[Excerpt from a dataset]

[Begin]

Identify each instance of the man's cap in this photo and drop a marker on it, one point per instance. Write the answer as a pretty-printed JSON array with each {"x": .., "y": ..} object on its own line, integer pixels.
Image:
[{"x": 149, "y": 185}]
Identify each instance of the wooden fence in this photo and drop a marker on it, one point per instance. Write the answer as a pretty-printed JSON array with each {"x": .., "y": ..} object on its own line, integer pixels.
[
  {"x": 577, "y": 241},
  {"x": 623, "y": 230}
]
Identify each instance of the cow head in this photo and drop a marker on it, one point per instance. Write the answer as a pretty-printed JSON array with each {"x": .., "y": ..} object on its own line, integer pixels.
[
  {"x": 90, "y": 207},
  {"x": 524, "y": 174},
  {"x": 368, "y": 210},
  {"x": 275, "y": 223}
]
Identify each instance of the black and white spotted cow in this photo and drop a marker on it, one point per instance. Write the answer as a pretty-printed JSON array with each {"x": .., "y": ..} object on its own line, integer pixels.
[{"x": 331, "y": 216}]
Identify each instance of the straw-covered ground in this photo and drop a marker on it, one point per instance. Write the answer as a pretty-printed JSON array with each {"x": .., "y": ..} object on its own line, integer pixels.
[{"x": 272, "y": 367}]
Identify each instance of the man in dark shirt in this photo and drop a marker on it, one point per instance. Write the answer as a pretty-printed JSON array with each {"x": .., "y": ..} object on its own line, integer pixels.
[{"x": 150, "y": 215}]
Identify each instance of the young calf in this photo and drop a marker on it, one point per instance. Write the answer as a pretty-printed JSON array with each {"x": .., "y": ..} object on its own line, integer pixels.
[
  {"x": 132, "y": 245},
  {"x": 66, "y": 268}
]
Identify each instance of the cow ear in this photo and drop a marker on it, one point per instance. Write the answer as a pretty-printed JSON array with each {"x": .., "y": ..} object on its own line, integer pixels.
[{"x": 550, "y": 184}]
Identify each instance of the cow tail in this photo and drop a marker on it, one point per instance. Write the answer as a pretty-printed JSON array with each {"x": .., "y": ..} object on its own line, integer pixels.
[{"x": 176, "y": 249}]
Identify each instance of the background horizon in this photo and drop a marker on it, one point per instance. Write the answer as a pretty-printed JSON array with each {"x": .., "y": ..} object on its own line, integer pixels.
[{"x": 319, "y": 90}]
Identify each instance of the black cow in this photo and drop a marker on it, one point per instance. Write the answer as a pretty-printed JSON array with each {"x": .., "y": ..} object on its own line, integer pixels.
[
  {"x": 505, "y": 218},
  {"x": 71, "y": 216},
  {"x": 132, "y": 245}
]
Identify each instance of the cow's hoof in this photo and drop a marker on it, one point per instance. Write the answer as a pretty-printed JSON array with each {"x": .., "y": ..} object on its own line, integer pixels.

[End]

#### Goal:
Print the records unchanged, from the line containing "Identify each instance of the young" through the end of the records, including both of those lines.

#### Solution to this exercise:
Identify each instance of the young calf in this photo and drop a marker on it, one point per instance. Write the answer as a pretty-printed JSON array with each {"x": .., "y": ..} object on its own line, integer pixels.
[
  {"x": 132, "y": 245},
  {"x": 66, "y": 268}
]
Identify each instance of the cow ear in this photo and drop a marker on it, one point per instance. Write the answer as a pretty-printed JSON array with each {"x": .., "y": ..} object on its own line, integer pixels.
[{"x": 550, "y": 184}]
Identify each instance of the cow tail in this photo and drop a marker on it, one point per instance. Write the answer as a pretty-printed JSON array with each {"x": .., "y": ..} object on its own line, integer pixels.
[{"x": 176, "y": 249}]
Identify each instance of the background horizon in this photo and drop a marker on it, one point per instance. Write the answer as a pretty-printed JSON array with each {"x": .., "y": ..} object on its own line, integer pixels.
[{"x": 319, "y": 90}]
Identify each instance of the black cow in this photo and drop a marker on it, one point per instance. Write the answer as a pretty-printed JSON array with each {"x": .., "y": ..} object on its own line, integer pixels.
[
  {"x": 505, "y": 218},
  {"x": 71, "y": 216},
  {"x": 132, "y": 245}
]
Identify each instance of the cow's hoof in this photo and drop a marker on it, one point per instance. Write the answer as a pretty-printed JSON array with each {"x": .., "y": ..} object on its own line, integer pixels.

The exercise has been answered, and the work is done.